**EXTRACTED MATERIAL**
———
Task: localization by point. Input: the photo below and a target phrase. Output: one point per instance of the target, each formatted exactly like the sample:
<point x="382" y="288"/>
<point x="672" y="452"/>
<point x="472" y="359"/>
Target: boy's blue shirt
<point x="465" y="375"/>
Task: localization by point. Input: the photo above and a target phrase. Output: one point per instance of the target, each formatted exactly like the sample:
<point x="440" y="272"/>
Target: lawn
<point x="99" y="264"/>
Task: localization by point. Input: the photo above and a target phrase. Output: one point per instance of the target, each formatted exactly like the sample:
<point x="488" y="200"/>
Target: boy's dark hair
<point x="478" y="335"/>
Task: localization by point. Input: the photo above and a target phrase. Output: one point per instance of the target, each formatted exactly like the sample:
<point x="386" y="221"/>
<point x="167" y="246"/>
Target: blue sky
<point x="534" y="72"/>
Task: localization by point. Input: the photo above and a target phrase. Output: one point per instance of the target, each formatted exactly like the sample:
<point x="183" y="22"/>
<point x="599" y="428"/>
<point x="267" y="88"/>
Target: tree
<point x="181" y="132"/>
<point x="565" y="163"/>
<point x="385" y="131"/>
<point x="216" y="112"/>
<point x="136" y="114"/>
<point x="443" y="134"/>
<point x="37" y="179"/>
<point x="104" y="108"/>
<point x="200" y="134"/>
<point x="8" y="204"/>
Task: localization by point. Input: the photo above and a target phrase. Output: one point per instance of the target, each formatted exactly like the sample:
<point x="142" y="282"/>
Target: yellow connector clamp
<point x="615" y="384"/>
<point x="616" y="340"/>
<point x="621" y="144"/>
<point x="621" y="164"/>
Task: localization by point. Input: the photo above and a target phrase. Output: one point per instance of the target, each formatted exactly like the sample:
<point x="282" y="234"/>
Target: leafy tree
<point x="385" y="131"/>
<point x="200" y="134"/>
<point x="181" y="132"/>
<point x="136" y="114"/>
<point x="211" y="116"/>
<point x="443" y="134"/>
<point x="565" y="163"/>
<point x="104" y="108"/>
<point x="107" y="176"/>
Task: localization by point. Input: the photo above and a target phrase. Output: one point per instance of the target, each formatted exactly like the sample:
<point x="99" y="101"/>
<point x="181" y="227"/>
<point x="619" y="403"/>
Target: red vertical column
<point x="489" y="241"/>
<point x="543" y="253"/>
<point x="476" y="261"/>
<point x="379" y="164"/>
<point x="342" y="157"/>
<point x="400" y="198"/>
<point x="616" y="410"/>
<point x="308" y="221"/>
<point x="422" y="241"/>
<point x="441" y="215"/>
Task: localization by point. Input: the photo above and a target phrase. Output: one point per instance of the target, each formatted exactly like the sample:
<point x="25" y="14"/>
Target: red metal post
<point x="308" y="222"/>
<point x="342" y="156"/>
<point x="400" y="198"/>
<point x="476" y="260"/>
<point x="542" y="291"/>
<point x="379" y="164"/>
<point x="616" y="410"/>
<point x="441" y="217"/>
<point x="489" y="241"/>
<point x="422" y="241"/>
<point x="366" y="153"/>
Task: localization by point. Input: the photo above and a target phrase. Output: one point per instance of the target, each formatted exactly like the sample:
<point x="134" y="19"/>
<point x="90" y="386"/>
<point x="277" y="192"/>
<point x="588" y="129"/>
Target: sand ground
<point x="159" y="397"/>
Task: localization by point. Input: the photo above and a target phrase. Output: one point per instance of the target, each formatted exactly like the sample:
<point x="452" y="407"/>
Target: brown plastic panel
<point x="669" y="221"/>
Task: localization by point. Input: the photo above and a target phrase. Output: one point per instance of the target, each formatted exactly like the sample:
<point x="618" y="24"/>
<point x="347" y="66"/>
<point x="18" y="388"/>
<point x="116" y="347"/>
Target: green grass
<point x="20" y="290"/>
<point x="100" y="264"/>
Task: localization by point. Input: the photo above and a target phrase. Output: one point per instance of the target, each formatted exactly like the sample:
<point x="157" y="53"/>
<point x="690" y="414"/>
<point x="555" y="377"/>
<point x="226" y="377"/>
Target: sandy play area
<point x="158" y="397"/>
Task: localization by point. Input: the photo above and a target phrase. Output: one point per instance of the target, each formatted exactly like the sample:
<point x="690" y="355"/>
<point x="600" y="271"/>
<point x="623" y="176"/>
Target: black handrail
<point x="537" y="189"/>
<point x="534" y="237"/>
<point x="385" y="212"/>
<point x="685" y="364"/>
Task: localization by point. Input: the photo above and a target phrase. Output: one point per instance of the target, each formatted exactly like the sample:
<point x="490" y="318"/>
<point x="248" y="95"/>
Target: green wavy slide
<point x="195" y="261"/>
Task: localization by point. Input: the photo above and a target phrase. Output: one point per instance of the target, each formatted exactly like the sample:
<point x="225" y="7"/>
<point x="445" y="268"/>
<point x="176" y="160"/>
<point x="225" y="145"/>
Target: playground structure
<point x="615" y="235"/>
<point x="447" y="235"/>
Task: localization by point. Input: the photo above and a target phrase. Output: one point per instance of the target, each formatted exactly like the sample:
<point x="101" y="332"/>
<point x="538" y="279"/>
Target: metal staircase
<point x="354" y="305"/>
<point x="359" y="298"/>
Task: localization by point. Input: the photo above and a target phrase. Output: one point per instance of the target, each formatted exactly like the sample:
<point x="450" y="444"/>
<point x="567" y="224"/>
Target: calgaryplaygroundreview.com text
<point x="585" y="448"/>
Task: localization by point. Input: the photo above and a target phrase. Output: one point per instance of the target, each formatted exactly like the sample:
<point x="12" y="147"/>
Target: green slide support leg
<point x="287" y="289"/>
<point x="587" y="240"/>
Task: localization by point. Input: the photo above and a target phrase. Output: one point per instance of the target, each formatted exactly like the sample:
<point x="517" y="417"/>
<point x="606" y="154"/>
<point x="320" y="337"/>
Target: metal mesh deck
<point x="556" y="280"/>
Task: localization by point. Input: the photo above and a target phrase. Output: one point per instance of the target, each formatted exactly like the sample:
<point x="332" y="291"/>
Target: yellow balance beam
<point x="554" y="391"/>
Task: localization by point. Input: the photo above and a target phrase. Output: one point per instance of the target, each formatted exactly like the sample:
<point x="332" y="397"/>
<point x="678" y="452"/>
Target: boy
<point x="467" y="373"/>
———
**PROMPT**
Give the data again, exactly.

**TASK RESPONSE**
Task: localization by point. Input: the photo below and a target phrase. Output: one point per instance of the target, each formatted exactly like the sample:
<point x="382" y="288"/>
<point x="672" y="452"/>
<point x="472" y="359"/>
Target: boy's blue shirt
<point x="465" y="375"/>
Task: localization by point. Input: the photo above and a target phrase. Output: one point per instance of the target, each formatted exactly like the sample:
<point x="440" y="272"/>
Target: lawn
<point x="99" y="264"/>
Task: localization by point. Input: the photo above and a target phrase. Output: one point per instance of the target, each formatted exactly like the sample:
<point x="488" y="200"/>
Target: boy's dark hair
<point x="478" y="335"/>
Task: localization by point. Input: the photo above and a target phrase. Output: one point per instance of the target, each formatted exactly like the sample:
<point x="386" y="221"/>
<point x="167" y="246"/>
Target: blue sky
<point x="534" y="72"/>
Task: localization by point. Input: the photo above and a target phrase. Output: one point per instance of the target, each formatted exactly like the sample:
<point x="183" y="22"/>
<point x="599" y="428"/>
<point x="267" y="88"/>
Target: tree
<point x="181" y="132"/>
<point x="565" y="163"/>
<point x="385" y="131"/>
<point x="216" y="112"/>
<point x="136" y="114"/>
<point x="443" y="134"/>
<point x="37" y="179"/>
<point x="104" y="108"/>
<point x="200" y="134"/>
<point x="8" y="204"/>
Task: localization by point. Input: the photo above and a target phrase. Output: one point per instance of the target, each formatted exactly like the sample:
<point x="142" y="282"/>
Target: yellow connector clamp
<point x="615" y="384"/>
<point x="616" y="340"/>
<point x="621" y="144"/>
<point x="621" y="164"/>
Task: localization by point. Input: the photo above and a target phrase. Output: one point per instance of the target, each formatted exactly like the sample:
<point x="282" y="234"/>
Target: leafy tree
<point x="385" y="131"/>
<point x="200" y="134"/>
<point x="181" y="132"/>
<point x="136" y="114"/>
<point x="211" y="116"/>
<point x="443" y="134"/>
<point x="565" y="163"/>
<point x="104" y="108"/>
<point x="107" y="176"/>
Task: localization by point. Input: the photo above and a target phrase. Output: one point per instance of the target, each formatted exactly like the sample:
<point x="99" y="101"/>
<point x="181" y="227"/>
<point x="619" y="403"/>
Target: red vertical column
<point x="489" y="241"/>
<point x="543" y="253"/>
<point x="476" y="261"/>
<point x="379" y="164"/>
<point x="342" y="157"/>
<point x="400" y="198"/>
<point x="616" y="410"/>
<point x="308" y="221"/>
<point x="422" y="241"/>
<point x="441" y="215"/>
Task: localization by point. Input: the photo above and a target phrase. Output: one point per instance of the target, each formatted exactly like the sample:
<point x="25" y="14"/>
Target: red metal post
<point x="308" y="222"/>
<point x="342" y="156"/>
<point x="400" y="198"/>
<point x="476" y="260"/>
<point x="542" y="291"/>
<point x="379" y="164"/>
<point x="616" y="410"/>
<point x="441" y="217"/>
<point x="489" y="241"/>
<point x="422" y="241"/>
<point x="366" y="153"/>
Task: localization by point. Input: the photo above and a target phrase. Output: one point per instance of the target, each formatted exactly like the sample:
<point x="134" y="19"/>
<point x="90" y="386"/>
<point x="277" y="192"/>
<point x="588" y="129"/>
Target: sand ground
<point x="159" y="397"/>
Task: localization by point. Input: the photo above and a target phrase. Output: one point per instance of the target, each formatted exactly like the sample:
<point x="452" y="407"/>
Target: brown plastic panel
<point x="669" y="221"/>
Task: localization by point. Input: the photo above and a target phrase. Output: one point per instance of the target, each formatted exactly like the sample:
<point x="618" y="24"/>
<point x="347" y="66"/>
<point x="18" y="388"/>
<point x="116" y="347"/>
Target: green grass
<point x="20" y="290"/>
<point x="100" y="264"/>
Task: localization by point. Input: the photo above and a target phrase. Output: one point per instance of the target, each formatted exactly like the sample:
<point x="157" y="53"/>
<point x="690" y="414"/>
<point x="555" y="377"/>
<point x="226" y="377"/>
Target: sandy play area
<point x="158" y="397"/>
Task: localization by point. Input: the photo above and a target phrase. Output: one point per instance of the target, each formatted exactly like the sample:
<point x="690" y="355"/>
<point x="600" y="271"/>
<point x="623" y="176"/>
Target: black handrail
<point x="537" y="189"/>
<point x="534" y="237"/>
<point x="385" y="212"/>
<point x="685" y="364"/>
Task: localization by point. Input: the photo above and a target phrase. Output: one point per instance of the target, each formatted exactly like the sample:
<point x="490" y="318"/>
<point x="248" y="95"/>
Target: green wavy slide
<point x="195" y="261"/>
Task: localization by point. Input: the photo above and a target phrase. Output: one point per instance of the target, each formatted exactly like the sample:
<point x="225" y="7"/>
<point x="445" y="268"/>
<point x="176" y="160"/>
<point x="225" y="145"/>
Target: playground structure
<point x="615" y="235"/>
<point x="447" y="235"/>
Task: localization by point. Input: the photo above and a target phrase. Output: one point per instance of the target, each formatted exactly like the sample:
<point x="101" y="332"/>
<point x="538" y="279"/>
Target: metal staircase
<point x="354" y="305"/>
<point x="359" y="298"/>
Task: localization by point. Input: the photo above and a target phrase. Output: one point per instance of the target, each formatted exactly like the sample:
<point x="450" y="444"/>
<point x="567" y="224"/>
Target: calgaryplaygroundreview.com text
<point x="585" y="448"/>
Task: localization by point. Input: the photo above and a target phrase. Output: one point per instance of the target, each formatted exactly like the sample:
<point x="12" y="147"/>
Target: green slide support leg
<point x="287" y="289"/>
<point x="587" y="240"/>
Task: localization by point. Input: the photo above and a target phrase. Output: one point per instance of the target, each formatted exactly like the sample:
<point x="517" y="417"/>
<point x="606" y="154"/>
<point x="320" y="337"/>
Target: metal mesh deck
<point x="556" y="280"/>
Task: localization by point. Input: the photo above and a target phrase. Output: one point per instance of the target, each formatted exactly like the sample:
<point x="332" y="291"/>
Target: yellow balance beam
<point x="554" y="391"/>
Task: localization by point. Input: the photo above and a target phrase. Output: one point per instance of the target, each formatted exactly like the sample:
<point x="332" y="397"/>
<point x="678" y="452"/>
Target: boy
<point x="467" y="373"/>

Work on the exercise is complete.